§ **Material provided**:

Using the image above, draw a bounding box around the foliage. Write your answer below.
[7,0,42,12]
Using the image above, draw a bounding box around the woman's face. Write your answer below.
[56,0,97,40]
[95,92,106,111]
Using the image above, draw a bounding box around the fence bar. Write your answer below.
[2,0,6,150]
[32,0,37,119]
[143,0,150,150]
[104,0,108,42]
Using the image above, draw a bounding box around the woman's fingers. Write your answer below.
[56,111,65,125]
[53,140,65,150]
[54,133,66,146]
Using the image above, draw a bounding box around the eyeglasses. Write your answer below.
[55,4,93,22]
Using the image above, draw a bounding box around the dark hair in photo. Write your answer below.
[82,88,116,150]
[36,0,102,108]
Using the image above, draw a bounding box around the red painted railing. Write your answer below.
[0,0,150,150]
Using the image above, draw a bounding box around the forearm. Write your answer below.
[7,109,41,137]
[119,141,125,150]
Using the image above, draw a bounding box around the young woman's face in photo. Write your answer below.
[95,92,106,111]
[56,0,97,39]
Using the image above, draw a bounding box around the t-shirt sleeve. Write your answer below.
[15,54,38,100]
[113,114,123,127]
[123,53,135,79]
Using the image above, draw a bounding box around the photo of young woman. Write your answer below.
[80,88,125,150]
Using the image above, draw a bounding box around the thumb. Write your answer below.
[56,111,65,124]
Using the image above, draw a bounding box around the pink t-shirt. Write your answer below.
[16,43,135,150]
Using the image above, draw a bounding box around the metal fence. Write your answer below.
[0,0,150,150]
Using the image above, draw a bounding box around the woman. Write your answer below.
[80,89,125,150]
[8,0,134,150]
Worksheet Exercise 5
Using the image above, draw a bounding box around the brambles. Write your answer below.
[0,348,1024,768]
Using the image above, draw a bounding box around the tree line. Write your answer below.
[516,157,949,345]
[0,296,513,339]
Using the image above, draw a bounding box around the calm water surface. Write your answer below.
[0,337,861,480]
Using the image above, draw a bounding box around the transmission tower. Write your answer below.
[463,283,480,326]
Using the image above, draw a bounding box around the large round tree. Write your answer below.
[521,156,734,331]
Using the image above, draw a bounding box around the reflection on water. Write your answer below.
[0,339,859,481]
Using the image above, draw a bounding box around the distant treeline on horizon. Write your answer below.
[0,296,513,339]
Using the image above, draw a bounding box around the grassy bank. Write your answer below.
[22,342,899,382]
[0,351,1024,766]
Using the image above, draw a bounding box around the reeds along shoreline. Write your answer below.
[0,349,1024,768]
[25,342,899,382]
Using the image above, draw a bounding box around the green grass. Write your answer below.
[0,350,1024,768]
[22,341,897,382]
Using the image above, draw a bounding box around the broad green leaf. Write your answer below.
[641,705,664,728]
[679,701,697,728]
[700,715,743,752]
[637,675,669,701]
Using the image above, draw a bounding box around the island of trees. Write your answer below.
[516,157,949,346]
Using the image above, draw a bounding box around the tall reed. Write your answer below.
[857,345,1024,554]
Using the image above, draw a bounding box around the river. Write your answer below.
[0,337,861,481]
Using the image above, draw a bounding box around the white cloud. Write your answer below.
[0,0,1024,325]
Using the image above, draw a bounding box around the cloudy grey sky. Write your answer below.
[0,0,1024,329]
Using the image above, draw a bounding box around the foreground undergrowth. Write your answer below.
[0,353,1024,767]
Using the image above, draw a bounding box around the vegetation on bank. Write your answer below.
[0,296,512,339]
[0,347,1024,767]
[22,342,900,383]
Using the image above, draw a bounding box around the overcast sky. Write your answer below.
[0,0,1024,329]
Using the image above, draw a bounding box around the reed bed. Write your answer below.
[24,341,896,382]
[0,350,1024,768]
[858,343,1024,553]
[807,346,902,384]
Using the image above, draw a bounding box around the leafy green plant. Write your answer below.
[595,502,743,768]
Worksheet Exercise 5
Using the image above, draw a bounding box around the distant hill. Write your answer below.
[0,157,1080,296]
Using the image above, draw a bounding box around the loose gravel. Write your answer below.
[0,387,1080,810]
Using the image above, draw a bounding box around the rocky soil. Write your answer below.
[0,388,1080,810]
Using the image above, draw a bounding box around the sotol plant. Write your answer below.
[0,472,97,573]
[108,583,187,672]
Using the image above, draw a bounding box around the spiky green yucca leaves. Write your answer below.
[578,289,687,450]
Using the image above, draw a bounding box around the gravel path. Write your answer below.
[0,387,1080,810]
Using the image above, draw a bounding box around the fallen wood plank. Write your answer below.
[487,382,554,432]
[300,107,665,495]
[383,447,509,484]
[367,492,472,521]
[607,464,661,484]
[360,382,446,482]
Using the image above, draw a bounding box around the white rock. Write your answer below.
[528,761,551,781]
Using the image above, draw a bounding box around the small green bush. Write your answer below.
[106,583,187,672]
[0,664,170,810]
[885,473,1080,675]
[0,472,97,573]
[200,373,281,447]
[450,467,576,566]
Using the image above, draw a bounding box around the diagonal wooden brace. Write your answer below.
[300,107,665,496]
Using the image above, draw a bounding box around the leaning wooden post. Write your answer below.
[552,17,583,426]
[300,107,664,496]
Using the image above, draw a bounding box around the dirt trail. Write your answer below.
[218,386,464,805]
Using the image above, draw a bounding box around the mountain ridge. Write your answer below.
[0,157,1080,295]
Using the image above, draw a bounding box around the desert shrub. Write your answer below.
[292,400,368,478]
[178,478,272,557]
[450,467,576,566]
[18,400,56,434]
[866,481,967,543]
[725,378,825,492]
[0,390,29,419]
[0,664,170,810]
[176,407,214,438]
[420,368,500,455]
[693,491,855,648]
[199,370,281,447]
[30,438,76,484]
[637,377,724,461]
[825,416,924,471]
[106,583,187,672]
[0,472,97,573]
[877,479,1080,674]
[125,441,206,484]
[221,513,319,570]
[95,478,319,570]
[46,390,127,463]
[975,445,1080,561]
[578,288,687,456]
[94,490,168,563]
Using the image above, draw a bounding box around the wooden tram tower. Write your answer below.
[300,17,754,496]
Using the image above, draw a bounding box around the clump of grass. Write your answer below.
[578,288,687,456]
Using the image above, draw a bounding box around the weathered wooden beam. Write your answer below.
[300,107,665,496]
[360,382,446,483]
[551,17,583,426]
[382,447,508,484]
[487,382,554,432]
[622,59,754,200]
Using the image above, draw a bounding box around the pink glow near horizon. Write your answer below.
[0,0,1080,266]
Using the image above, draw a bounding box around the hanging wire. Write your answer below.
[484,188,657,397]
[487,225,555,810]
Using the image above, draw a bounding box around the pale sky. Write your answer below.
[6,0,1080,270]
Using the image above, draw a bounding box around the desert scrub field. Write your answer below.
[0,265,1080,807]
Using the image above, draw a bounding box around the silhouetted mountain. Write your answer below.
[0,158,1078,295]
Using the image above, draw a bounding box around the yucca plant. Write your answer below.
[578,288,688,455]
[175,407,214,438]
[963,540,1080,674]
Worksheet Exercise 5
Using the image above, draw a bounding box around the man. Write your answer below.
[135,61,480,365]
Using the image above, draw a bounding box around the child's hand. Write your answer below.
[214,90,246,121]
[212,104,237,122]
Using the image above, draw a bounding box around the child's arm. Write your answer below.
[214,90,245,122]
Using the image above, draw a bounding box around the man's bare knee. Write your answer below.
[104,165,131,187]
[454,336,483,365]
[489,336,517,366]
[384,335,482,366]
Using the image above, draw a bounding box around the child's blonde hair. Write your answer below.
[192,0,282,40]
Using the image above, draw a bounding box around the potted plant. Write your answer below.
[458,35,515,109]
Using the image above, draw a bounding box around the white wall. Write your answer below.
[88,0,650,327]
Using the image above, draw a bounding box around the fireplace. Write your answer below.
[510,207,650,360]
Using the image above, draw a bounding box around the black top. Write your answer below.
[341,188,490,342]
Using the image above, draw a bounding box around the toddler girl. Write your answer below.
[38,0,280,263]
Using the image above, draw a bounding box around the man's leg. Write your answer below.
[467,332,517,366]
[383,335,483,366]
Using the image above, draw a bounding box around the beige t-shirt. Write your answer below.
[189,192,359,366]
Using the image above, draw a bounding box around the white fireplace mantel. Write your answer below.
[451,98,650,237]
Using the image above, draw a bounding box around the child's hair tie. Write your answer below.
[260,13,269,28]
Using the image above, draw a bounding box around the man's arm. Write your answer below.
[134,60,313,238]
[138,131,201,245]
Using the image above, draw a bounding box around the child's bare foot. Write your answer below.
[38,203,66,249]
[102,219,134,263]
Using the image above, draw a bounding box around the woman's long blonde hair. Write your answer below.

§ **What to produce**:
Please present the items as a numbered list, starting at the first line and ending at the line that contains "[55,4,93,22]", with any blank lines left out.

§ **Answer to the exercise**:
1. Using the image above, draw a bounding box around the foliage. Write your answer below.
2. [7,0,42,12]
3. Using the image above, draw a bounding box around the woman's face. Write your answer below.
4. [56,0,97,40]
5. [95,92,106,111]
6. Using the image above, draw a bounding box around the fence bar. Write your answer below.
7. [2,0,6,150]
8. [32,0,37,119]
9. [143,0,150,150]
10. [104,0,108,42]
11. Using the image above, draw a bounding box around the woman's fingers. Write your answer below.
12. [56,111,65,125]
13. [53,140,65,150]
14. [54,133,66,146]
15. Using the image above, draw a bounding box around the eyeglasses. Write your answer below.
16. [55,4,93,22]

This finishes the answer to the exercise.